►

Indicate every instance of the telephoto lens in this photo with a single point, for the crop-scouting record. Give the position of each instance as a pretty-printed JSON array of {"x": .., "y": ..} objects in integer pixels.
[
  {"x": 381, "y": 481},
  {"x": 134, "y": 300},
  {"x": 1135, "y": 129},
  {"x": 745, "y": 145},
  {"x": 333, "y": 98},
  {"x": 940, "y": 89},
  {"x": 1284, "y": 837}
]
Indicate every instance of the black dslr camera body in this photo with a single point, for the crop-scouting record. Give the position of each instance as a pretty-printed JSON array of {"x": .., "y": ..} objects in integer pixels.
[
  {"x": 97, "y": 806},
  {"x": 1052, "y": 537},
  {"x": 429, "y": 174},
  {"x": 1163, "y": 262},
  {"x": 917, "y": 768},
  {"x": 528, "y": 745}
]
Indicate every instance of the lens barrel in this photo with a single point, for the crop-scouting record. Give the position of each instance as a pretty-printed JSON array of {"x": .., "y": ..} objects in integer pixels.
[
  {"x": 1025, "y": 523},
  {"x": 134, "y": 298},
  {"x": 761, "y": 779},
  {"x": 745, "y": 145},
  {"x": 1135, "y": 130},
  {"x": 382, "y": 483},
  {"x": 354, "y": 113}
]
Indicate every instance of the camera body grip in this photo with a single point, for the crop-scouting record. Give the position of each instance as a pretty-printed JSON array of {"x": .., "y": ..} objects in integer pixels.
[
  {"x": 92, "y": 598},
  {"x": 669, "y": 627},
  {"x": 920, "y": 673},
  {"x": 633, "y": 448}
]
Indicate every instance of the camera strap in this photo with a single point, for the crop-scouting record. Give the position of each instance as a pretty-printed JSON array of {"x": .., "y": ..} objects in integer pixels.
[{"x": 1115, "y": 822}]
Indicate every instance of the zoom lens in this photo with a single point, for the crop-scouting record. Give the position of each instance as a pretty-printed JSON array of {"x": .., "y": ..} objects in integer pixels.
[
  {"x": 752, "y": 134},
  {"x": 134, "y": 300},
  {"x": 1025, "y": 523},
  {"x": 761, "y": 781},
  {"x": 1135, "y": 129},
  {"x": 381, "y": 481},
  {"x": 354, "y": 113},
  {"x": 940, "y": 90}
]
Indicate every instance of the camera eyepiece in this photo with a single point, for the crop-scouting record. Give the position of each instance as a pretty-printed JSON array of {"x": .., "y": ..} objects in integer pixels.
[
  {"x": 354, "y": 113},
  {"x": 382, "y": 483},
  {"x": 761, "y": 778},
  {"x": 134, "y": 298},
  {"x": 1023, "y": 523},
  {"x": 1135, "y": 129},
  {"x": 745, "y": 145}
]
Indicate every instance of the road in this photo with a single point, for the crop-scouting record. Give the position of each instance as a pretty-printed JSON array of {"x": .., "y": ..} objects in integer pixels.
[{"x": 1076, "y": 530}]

◄
►

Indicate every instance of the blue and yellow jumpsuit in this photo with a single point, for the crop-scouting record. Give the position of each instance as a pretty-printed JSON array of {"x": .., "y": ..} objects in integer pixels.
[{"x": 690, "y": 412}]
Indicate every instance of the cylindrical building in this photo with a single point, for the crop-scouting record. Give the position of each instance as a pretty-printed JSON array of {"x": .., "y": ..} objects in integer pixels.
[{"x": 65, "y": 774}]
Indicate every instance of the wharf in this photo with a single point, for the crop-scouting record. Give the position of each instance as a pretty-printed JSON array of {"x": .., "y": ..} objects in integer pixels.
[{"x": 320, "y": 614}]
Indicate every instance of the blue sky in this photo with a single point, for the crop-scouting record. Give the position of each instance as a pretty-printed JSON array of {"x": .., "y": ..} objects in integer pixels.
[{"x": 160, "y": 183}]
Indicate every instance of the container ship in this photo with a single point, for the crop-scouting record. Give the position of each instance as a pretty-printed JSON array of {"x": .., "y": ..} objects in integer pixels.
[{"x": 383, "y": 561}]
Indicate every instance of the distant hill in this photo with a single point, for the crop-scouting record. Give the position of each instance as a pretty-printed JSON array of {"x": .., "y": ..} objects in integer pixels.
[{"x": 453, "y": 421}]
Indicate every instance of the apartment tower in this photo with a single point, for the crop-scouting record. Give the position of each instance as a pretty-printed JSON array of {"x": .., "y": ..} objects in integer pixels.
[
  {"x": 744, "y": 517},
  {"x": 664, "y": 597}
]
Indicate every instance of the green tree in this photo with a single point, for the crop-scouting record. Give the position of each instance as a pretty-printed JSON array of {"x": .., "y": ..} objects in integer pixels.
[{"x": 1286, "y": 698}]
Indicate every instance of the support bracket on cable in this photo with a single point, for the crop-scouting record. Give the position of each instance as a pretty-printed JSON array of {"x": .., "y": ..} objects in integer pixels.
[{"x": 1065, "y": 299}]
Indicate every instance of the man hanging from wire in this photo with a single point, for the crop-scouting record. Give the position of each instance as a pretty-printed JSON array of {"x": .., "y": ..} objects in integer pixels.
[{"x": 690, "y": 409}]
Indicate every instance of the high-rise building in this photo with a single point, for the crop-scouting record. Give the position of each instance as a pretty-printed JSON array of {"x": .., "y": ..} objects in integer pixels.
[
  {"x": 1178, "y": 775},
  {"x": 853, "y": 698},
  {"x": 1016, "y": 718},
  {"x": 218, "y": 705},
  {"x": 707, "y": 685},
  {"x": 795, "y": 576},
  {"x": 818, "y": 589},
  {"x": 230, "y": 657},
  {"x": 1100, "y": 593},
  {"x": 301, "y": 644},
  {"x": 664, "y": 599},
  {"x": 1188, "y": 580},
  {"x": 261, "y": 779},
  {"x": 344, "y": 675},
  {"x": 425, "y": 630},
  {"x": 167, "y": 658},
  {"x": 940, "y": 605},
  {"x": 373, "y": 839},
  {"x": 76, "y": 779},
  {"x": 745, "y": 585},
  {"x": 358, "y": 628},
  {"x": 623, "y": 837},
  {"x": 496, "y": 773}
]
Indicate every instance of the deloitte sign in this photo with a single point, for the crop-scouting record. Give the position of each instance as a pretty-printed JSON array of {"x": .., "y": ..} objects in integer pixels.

◄

## Instructions to follow
Using the data above, reproduce exactly the lines between those holding "Indicate every instance of the man" and "Indicate every instance of the deloitte", inclusive, and no others.

## Result below
Indicate every instance of the man hanging from wire in this photo with a single point, for the crop-scouting record. Give the position of each instance as a pretty-printed JSON array of {"x": .., "y": ..} objects in integer pixels.
[{"x": 690, "y": 409}]
Indicate every instance of the high-rise building in this photo with a single point, for the crop-scouting record. Give the position of each instance as a pretty-printed JSON array of {"x": .., "y": ..} objects in integer pixels.
[
  {"x": 1178, "y": 775},
  {"x": 853, "y": 698},
  {"x": 1016, "y": 718},
  {"x": 218, "y": 705},
  {"x": 707, "y": 685},
  {"x": 795, "y": 576},
  {"x": 818, "y": 589},
  {"x": 230, "y": 657},
  {"x": 1100, "y": 593},
  {"x": 301, "y": 644},
  {"x": 664, "y": 599},
  {"x": 1188, "y": 580},
  {"x": 261, "y": 779},
  {"x": 344, "y": 675},
  {"x": 425, "y": 630},
  {"x": 167, "y": 658},
  {"x": 940, "y": 605},
  {"x": 373, "y": 839},
  {"x": 76, "y": 779},
  {"x": 745, "y": 585},
  {"x": 358, "y": 628},
  {"x": 623, "y": 837},
  {"x": 496, "y": 773}
]
Indicate every instance of the deloitte sign in this photo with a single point, for the crop-scouting record. Give the position of each instance as a pretty-printed JSON array of {"x": .., "y": ..} objects in integer pixels.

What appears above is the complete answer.